-- Start Listed entries --
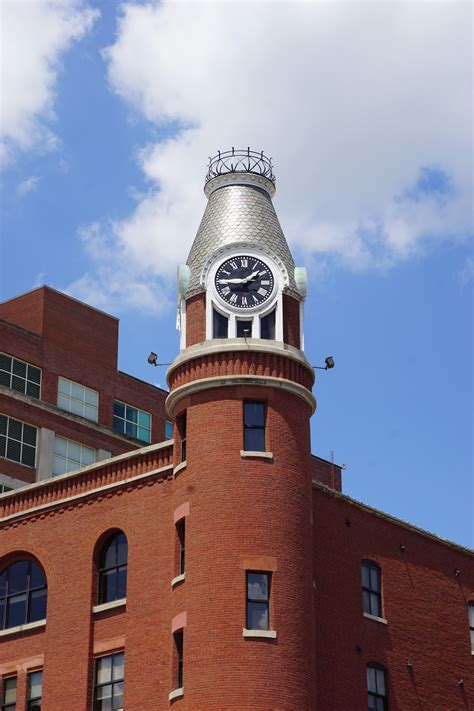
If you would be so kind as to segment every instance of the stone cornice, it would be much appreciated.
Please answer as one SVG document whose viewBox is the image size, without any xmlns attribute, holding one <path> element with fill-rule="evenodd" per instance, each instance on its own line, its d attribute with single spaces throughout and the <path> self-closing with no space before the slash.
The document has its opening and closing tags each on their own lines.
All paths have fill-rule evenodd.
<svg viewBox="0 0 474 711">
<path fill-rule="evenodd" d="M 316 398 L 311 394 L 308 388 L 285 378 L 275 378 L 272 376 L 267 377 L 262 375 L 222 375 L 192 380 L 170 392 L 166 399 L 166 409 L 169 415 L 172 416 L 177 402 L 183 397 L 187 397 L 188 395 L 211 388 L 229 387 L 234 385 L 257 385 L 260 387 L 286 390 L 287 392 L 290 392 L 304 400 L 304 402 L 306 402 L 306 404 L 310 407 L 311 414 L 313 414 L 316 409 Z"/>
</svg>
-- End Listed entries --
▸ **Given exercise**: Return the text of each entry above verbatim, line by line and in the original order, and omit the pictures.

▸ **Completed exercise**:
If you would be so kind as to segment every instance of the stone cornice, it would be much appreciated.
Please answer as one SVG document whose viewBox is the image size, without any xmlns attribute, holding one <path> element with fill-rule="evenodd" per instance, each instance on its own line, its d attribute with single spaces throughout and the <path> self-closing with no space before the slash.
The document has its opening and closing tags each on their own lines.
All paths have fill-rule evenodd.
<svg viewBox="0 0 474 711">
<path fill-rule="evenodd" d="M 316 398 L 311 394 L 308 388 L 285 378 L 275 378 L 272 376 L 267 377 L 262 375 L 222 375 L 192 380 L 170 392 L 166 399 L 166 409 L 169 415 L 172 416 L 177 402 L 183 397 L 187 397 L 188 395 L 211 388 L 229 387 L 234 385 L 257 385 L 260 387 L 286 390 L 287 392 L 290 392 L 304 400 L 304 402 L 306 402 L 306 404 L 310 407 L 311 414 L 313 414 L 316 409 Z"/>
</svg>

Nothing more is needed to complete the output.